** start **

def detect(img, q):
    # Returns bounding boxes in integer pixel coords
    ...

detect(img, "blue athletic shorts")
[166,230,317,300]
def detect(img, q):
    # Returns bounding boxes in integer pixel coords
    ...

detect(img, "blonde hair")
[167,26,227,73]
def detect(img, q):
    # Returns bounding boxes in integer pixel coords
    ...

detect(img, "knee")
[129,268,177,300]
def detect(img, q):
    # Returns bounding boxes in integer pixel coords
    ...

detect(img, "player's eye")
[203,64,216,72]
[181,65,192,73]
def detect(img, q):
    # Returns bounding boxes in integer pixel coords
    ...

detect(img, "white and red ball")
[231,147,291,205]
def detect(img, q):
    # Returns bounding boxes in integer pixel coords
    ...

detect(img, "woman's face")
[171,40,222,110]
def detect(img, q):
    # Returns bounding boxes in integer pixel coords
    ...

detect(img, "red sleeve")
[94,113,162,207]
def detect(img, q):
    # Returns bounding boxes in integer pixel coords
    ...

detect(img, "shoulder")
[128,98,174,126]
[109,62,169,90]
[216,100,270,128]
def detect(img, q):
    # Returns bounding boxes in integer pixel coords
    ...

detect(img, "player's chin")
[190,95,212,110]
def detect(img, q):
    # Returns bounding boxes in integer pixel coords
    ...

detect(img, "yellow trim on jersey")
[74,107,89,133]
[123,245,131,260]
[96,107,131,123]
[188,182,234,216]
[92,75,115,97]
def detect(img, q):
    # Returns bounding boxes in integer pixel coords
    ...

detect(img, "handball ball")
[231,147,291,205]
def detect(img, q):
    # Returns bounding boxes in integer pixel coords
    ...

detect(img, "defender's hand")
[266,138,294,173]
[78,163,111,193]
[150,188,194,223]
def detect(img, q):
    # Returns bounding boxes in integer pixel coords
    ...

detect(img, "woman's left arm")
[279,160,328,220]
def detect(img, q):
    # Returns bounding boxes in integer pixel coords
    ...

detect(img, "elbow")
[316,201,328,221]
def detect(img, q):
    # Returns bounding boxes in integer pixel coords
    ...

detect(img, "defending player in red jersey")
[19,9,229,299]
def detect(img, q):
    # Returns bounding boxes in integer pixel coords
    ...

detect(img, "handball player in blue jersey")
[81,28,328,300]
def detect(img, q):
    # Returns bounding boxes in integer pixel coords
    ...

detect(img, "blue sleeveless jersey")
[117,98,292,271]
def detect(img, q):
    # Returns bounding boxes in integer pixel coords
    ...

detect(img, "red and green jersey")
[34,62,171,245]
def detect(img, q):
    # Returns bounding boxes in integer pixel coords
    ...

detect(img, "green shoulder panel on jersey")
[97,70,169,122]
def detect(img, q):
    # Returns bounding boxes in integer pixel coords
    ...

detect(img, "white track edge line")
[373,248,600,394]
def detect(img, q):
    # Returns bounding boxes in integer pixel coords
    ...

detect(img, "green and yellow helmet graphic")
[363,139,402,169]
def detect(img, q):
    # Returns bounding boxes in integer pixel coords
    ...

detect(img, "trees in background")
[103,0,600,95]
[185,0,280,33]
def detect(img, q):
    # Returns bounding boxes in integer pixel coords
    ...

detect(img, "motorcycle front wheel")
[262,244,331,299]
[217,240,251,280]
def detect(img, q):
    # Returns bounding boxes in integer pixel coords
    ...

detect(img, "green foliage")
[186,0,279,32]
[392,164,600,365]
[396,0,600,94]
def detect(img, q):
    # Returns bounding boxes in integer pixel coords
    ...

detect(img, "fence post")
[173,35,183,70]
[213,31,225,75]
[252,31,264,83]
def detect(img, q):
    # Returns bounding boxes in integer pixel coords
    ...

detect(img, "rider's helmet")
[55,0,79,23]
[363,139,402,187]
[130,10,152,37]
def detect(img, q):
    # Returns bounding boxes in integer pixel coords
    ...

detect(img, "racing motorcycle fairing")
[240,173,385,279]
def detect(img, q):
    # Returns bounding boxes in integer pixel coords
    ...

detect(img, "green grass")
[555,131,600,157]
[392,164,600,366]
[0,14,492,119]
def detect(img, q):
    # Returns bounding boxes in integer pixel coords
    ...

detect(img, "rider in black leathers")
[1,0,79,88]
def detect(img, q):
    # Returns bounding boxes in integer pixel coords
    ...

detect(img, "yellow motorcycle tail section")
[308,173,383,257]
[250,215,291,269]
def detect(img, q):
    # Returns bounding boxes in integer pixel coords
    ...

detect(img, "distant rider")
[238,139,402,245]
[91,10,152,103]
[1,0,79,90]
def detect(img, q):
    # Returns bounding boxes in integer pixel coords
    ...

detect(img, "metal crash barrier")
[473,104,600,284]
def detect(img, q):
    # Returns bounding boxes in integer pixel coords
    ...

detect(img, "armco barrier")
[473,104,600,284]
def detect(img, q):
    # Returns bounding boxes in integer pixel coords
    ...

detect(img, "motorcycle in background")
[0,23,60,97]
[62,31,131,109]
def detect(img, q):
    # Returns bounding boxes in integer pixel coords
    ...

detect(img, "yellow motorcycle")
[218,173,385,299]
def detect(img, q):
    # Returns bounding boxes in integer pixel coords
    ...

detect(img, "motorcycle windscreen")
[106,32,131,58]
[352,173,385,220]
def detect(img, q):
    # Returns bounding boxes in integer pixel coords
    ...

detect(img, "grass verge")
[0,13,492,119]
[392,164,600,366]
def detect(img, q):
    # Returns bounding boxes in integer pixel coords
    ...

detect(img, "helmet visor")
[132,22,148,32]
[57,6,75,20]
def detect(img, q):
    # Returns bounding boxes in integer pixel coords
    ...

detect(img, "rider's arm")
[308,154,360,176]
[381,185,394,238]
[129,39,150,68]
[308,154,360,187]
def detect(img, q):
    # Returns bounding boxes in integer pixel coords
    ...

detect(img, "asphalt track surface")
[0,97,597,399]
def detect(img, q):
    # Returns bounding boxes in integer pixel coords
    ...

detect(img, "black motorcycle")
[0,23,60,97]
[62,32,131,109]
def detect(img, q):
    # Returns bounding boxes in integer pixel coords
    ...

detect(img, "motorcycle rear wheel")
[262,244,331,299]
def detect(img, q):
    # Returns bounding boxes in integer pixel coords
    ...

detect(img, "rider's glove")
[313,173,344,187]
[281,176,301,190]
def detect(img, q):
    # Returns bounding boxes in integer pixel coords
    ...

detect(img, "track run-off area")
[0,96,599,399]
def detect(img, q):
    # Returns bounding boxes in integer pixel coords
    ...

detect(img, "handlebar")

** end **

SHORT TASK: Copy out the rows again word for word, beginning at the start of the rows and stopping after the line containing "[171,40,222,110]".

ANSWER FOR THIS EXERCISE:
def detect(img, q):
    # Returns bounding boxes in integer pixel coords
    ...

detect(img, "blue athletic shorts")
[166,230,317,300]
def detect(img, q):
    # Returns bounding boxes in integer pixel coords
    ...

detect(img, "blonde hair")
[167,26,227,73]
def detect(img, q):
    # Returns bounding boxes in integer pixel coords
    ...

detect(img, "knee")
[129,268,177,300]
def detect(img, q):
    # Returns bounding boxes in integer pixel coords
    ...

detect(img, "player's eye")
[203,64,216,72]
[181,65,192,73]
def detect(img, q):
    # Returns bounding boxes in integer pixel coords
    ...

detect(img, "white and red ball")
[231,147,291,205]
def detect(img, q):
    # Returns bounding boxes in integer pixel coords
    ...

detect(img, "woman's face")
[171,40,222,110]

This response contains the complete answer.